= Written problem =
Quote each line of the listing below word for word, without any alteration.

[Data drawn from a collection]
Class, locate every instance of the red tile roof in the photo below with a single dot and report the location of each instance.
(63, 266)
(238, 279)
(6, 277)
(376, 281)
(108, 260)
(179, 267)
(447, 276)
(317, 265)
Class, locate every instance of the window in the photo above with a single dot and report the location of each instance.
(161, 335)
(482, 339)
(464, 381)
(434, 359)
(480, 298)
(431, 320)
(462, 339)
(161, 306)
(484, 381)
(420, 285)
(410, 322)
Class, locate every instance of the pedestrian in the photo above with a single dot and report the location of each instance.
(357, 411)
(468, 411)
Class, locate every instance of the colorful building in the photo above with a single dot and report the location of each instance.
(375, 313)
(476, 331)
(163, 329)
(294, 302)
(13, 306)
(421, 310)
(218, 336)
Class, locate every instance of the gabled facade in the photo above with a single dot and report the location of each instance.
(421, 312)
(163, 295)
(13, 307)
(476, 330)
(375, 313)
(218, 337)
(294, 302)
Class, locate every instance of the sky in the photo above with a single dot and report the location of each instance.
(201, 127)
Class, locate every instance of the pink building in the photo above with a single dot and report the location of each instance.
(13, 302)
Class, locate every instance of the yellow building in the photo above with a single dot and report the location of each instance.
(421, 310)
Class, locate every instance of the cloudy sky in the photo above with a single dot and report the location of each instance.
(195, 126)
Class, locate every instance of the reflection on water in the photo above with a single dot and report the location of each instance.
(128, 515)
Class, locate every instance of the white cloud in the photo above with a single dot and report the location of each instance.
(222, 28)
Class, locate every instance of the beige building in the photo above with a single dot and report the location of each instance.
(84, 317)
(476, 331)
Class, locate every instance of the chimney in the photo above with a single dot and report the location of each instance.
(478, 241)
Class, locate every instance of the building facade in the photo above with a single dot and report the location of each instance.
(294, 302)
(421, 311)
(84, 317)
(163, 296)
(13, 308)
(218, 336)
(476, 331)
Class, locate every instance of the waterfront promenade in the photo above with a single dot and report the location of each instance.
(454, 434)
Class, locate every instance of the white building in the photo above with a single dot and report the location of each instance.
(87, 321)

= Output of the task =
Class, locate every instance of the red tile roof in the photo below with a single dot and report the location of each instance.
(63, 266)
(238, 279)
(6, 277)
(376, 281)
(108, 260)
(179, 267)
(447, 276)
(317, 265)
Class, locate every instance of the window in the photo above with a single dot and report the location of each instance.
(161, 335)
(482, 339)
(464, 381)
(434, 359)
(480, 298)
(431, 320)
(462, 339)
(161, 306)
(484, 381)
(420, 285)
(410, 322)
Class, locate every instance of the pedestrian in the photo above with a single dot and report the location of each instance.
(357, 411)
(468, 411)
Class, locate every instance of the colorful building in the photo above with a single dot and report the location of each instance.
(375, 313)
(476, 331)
(163, 329)
(294, 302)
(13, 306)
(421, 310)
(218, 336)
Class, locate every instance of the gabled facade in the photo above with a single dot and report the location of each instance.
(421, 312)
(163, 295)
(13, 307)
(476, 330)
(375, 313)
(218, 337)
(294, 302)
Class, locate every instance of the sky in the photo above with a single dot and report the location of each instance.
(201, 127)
Class, locate every instance of the pink building in the photo above with a single dot and report the location of each instance.
(13, 302)
Class, locate every instance of the yellow building in the photo above with a single dot and report the location of each instance.
(421, 310)
Class, locate every instance of the cloudy sky in the photo above with a single dot and report the location of each instance.
(195, 126)
Class, locate every instance of the reflection on water in the photo above with a single dot and report the location of each instance.
(128, 515)
Class, locate every instance of the white cloud in the photo above with a single dot and report the location of each instance.
(222, 28)
Class, locate every instance of the beige building in the photo above with a single dot and report the location of each instance.
(84, 317)
(476, 331)
Class, locate every instance of the chimney in the photo above with a single dot and report the location of each instance.
(478, 241)
Class, locate every instance of the building facade in the photo above with a single dot and report the location of each instance.
(294, 302)
(421, 311)
(84, 317)
(163, 296)
(13, 308)
(218, 336)
(476, 331)
Class, locate every instance of the waterfront promenade in the photo above with a single dot and report the location of each instance.
(454, 434)
Class, locate every instance of the white building in the photo above with a single dot and report the location of each instance.
(87, 321)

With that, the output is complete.